■ **TASK DETAILS**
Rewrite the material between the line holding "task: segment the concrete pole" and the line holding "457 488 L 475", inclusive, keeping the requests unchanged and scaling every number in the answers (the viewBox dimensions and the path coordinates) by 0.8. Round each result to a whole number, with halves rounded up.

(Records from a collection)
⁂
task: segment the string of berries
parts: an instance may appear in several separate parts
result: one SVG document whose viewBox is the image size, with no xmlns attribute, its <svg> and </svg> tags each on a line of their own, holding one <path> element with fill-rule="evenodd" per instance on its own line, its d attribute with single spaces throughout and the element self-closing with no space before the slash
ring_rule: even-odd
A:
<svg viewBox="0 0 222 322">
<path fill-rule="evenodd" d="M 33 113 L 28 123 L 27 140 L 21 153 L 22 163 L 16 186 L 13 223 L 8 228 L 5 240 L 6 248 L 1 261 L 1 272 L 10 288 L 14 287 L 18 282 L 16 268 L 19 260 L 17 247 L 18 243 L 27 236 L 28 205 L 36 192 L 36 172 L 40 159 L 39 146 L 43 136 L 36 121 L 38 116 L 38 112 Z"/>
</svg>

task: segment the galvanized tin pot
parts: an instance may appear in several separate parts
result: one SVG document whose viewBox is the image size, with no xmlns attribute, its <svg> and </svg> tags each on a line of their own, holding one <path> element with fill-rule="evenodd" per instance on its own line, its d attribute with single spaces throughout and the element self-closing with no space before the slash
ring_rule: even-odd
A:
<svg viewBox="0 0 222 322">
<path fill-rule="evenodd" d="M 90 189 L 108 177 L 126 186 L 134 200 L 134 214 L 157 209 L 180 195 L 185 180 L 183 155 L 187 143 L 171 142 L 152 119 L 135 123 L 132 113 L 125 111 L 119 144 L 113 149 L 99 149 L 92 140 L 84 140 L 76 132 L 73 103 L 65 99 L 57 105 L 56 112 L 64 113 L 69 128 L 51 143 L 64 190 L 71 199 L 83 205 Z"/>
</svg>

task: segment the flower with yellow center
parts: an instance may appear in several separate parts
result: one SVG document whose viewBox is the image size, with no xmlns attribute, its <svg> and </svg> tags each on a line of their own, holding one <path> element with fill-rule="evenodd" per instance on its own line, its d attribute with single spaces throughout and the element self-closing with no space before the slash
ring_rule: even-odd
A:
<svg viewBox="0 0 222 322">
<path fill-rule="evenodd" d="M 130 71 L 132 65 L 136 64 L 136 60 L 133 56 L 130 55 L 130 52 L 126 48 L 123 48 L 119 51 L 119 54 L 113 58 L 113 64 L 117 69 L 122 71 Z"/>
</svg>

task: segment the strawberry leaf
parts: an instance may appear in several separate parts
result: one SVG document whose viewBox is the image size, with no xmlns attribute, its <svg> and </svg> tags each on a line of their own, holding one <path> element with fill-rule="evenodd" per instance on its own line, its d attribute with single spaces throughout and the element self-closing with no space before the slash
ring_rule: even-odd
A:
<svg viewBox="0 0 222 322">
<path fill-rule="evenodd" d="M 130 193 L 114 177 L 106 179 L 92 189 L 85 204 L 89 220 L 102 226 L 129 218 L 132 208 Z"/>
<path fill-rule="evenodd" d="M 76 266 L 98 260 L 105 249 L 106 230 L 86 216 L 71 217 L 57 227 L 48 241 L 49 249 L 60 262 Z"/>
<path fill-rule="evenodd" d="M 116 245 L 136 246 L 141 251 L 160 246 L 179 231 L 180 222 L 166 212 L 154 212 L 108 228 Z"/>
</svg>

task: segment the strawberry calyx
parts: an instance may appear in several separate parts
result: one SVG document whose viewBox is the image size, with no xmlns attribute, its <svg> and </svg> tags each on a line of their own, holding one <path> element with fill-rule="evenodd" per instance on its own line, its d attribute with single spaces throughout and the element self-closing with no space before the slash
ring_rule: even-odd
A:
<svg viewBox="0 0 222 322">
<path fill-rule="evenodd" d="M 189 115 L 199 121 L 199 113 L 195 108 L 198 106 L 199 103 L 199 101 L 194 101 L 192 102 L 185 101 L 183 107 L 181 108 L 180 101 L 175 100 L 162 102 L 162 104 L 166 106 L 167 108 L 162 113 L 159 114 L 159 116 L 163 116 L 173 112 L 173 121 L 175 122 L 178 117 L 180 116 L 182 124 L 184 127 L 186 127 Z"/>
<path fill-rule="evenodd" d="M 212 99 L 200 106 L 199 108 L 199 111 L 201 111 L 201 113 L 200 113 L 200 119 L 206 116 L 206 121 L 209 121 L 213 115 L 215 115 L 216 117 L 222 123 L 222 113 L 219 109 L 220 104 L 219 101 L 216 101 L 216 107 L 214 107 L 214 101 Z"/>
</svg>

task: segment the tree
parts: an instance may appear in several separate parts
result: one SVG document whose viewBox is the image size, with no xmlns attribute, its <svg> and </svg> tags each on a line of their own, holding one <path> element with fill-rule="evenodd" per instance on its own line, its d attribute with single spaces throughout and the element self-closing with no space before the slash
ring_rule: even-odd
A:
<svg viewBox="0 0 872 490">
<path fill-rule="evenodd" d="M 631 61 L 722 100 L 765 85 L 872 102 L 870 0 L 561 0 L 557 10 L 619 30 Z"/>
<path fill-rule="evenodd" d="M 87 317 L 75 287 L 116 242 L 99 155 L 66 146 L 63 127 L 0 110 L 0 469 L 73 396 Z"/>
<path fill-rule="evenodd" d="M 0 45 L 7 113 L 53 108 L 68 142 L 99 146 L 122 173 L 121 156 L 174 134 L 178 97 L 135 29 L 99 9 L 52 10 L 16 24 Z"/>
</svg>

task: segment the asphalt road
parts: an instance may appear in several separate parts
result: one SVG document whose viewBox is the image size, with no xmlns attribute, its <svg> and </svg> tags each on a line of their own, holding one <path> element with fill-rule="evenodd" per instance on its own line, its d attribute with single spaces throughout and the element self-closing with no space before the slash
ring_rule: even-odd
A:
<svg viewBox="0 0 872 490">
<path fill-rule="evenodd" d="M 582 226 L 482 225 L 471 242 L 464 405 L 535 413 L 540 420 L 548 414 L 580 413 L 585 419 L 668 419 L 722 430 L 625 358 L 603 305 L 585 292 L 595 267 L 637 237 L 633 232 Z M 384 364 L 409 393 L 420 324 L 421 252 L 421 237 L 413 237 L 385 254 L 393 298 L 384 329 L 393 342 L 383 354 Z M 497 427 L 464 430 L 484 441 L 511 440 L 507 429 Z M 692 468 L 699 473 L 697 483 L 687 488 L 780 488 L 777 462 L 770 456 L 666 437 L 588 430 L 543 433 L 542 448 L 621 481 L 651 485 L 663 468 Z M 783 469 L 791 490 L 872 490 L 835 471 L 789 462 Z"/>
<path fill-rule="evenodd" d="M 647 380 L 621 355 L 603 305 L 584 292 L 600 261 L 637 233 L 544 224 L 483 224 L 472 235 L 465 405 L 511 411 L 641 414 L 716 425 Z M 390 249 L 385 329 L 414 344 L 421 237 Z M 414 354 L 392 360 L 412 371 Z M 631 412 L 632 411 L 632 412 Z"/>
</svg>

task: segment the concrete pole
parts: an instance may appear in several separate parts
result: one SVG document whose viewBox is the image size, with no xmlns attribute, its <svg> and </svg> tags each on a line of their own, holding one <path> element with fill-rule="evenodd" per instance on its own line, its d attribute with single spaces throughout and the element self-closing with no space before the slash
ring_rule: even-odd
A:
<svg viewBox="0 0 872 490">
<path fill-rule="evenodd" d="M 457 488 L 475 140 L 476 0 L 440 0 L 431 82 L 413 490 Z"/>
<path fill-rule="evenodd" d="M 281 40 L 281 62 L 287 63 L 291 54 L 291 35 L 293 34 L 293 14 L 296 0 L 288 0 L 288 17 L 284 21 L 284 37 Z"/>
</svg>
⁂
■ **WRITTEN ANSWER**
task: segment the concrete pole
parts: an instance may appear in several separate parts
result: one SVG document whose viewBox is the image size, with no xmlns attribute, its <svg> and </svg> tags each on a line of their own, holding one <path> element with fill-rule="evenodd" per instance on its own line, its d attribute with single spaces throughout and the element self-closing with no space before the slash
ring_rule: even-odd
A:
<svg viewBox="0 0 698 392">
<path fill-rule="evenodd" d="M 366 390 L 380 112 L 381 0 L 352 0 L 345 66 L 330 392 Z"/>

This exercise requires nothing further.